** Begin Data extract **
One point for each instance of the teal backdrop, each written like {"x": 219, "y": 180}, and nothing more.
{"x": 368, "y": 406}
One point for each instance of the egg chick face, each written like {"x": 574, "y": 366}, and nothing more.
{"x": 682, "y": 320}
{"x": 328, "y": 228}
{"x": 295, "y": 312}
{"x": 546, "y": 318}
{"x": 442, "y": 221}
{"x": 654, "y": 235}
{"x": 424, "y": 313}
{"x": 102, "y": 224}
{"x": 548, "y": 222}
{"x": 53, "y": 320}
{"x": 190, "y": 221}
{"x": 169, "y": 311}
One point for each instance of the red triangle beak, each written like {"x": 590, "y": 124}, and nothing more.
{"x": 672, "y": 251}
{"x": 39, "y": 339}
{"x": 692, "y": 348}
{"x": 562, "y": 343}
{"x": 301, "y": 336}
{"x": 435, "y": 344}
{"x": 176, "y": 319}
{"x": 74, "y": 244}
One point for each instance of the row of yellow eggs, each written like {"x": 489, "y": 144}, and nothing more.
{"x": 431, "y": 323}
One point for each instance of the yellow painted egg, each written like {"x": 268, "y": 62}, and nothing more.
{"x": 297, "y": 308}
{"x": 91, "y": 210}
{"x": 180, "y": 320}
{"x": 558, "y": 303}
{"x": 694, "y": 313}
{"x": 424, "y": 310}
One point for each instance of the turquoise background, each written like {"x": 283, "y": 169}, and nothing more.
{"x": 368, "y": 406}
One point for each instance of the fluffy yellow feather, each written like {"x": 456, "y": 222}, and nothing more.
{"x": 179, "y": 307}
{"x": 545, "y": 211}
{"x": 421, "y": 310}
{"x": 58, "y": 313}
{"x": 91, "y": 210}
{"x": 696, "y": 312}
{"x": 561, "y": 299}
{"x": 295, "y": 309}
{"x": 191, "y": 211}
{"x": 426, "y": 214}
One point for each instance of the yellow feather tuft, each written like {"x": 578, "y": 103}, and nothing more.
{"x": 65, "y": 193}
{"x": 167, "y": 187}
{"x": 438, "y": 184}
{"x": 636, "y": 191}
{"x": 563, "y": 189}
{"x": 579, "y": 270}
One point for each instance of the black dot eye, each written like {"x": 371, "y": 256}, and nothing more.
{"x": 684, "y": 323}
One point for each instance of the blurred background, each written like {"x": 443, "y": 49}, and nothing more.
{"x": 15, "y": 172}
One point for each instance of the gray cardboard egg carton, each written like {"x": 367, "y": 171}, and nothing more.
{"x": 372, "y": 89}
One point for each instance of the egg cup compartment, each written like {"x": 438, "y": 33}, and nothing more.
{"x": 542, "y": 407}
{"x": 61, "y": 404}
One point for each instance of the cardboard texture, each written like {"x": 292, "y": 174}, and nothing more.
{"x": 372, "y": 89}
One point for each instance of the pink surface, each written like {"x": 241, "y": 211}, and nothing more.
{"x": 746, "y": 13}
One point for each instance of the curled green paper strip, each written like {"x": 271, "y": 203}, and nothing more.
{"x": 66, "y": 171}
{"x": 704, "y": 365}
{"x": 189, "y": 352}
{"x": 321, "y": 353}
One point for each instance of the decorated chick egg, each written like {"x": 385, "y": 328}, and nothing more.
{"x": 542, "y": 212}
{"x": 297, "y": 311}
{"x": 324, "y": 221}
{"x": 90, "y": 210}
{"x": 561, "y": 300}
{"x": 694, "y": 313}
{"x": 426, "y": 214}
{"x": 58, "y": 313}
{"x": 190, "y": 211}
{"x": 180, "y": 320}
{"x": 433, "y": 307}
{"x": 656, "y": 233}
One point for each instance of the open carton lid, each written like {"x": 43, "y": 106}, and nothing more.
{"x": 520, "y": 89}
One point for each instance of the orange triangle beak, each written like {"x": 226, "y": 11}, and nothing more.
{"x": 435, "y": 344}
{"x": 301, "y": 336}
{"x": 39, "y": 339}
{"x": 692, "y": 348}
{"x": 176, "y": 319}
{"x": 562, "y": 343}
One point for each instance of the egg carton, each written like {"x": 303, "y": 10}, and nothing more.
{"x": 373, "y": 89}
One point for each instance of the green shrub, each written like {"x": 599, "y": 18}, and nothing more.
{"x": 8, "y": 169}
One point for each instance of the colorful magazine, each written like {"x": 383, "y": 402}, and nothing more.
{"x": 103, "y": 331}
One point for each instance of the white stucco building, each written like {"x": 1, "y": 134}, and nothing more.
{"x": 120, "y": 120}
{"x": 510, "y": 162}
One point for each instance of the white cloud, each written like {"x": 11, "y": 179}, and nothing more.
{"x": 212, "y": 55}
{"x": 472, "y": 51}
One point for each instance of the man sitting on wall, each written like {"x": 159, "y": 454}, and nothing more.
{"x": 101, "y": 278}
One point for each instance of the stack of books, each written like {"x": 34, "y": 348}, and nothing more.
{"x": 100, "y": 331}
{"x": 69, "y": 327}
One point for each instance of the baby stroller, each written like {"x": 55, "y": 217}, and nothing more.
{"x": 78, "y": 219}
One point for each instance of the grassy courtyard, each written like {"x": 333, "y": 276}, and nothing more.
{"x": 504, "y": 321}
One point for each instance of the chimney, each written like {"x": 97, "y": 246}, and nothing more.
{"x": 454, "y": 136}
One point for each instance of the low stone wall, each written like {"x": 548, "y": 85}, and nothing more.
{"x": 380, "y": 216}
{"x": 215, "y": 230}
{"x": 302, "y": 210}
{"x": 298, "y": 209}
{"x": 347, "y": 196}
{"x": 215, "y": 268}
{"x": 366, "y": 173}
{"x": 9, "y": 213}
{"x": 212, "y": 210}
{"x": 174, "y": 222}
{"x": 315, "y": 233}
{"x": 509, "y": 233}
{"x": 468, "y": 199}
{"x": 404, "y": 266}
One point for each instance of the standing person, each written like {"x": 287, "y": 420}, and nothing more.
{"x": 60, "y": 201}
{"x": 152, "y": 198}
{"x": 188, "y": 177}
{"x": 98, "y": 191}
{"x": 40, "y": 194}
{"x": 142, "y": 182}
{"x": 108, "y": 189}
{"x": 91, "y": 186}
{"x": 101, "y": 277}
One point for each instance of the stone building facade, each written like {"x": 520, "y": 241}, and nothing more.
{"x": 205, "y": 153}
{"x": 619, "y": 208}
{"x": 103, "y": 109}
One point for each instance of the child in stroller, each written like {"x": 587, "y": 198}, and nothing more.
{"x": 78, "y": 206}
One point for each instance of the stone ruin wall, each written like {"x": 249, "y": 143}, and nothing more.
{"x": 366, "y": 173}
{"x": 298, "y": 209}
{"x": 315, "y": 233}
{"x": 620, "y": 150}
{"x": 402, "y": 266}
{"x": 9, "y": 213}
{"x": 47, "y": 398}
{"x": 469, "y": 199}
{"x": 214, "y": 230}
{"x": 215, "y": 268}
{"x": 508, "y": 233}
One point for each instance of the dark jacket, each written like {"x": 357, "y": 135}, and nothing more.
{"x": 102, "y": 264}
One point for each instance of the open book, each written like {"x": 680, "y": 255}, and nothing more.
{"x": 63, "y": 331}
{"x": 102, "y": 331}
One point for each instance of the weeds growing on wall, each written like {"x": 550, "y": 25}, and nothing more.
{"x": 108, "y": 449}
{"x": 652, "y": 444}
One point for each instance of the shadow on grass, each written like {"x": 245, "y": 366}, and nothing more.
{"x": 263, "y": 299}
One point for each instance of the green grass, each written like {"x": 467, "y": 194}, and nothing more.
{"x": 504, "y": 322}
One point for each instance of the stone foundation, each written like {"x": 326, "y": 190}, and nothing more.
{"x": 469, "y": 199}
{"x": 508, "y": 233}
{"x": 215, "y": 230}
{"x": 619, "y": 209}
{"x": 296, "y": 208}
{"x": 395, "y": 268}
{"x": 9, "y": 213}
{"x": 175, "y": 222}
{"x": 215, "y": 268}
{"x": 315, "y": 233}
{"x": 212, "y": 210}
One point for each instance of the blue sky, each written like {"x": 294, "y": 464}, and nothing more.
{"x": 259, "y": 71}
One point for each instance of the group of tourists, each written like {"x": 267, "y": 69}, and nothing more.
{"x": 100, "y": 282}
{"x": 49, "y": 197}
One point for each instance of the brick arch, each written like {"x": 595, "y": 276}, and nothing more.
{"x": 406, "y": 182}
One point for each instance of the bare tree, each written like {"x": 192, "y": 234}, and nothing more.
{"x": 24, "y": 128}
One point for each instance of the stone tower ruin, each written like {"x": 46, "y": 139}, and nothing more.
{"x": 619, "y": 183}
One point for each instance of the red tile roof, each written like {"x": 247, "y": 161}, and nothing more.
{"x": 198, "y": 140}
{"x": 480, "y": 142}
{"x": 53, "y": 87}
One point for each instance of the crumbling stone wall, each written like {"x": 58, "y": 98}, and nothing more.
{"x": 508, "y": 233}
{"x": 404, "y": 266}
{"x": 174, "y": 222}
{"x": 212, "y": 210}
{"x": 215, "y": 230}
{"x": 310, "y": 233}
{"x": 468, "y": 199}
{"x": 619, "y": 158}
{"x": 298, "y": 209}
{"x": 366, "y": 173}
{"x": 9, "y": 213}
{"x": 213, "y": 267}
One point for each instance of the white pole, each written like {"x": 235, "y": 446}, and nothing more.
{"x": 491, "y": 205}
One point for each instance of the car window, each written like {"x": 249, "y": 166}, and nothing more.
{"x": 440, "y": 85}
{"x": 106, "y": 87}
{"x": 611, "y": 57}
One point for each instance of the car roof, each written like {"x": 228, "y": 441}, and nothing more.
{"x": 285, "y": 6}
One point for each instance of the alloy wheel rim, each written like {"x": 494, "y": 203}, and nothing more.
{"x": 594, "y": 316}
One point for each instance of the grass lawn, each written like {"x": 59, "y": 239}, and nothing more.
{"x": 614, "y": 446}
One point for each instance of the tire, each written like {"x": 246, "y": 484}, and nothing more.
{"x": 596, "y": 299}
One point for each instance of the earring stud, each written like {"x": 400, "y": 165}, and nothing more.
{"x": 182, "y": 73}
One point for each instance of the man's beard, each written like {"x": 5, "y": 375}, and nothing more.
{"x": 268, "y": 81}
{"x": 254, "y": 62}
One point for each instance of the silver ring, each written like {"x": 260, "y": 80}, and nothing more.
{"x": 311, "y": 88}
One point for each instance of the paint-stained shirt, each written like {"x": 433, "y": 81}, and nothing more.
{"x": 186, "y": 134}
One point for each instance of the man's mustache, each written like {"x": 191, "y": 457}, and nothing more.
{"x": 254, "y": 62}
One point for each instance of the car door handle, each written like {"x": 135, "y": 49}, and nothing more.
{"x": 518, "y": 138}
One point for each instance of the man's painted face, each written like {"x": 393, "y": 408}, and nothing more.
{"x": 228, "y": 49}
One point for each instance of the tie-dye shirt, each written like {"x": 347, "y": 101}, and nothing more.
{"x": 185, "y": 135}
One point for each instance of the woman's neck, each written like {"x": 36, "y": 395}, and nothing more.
** End Data extract **
• **Given request**
Rewrite the rows starting at the line containing "One point for each instance of the paint-stained" and ending at the last row, replacing "shirt" with "top" and leaving everything else unchanged.

• **Response**
One point for each instance of the paint-stained top, each written like {"x": 433, "y": 81}, and nothing more.
{"x": 186, "y": 134}
One point for each instance of the man's mustache, each written like {"x": 191, "y": 457}, and nothing more.
{"x": 254, "y": 62}
One point for each instance of the car door handle, each written like {"x": 135, "y": 49}, and nothing more.
{"x": 518, "y": 138}
One point for each instance of the man's painted face, each written like {"x": 393, "y": 408}, and nothing more.
{"x": 228, "y": 49}
One point for each instance of the tie-dye top, each written like {"x": 347, "y": 101}, and nothing more.
{"x": 185, "y": 135}
One point for each instance of the woman's neck, each written like {"x": 36, "y": 395}, and nothing more.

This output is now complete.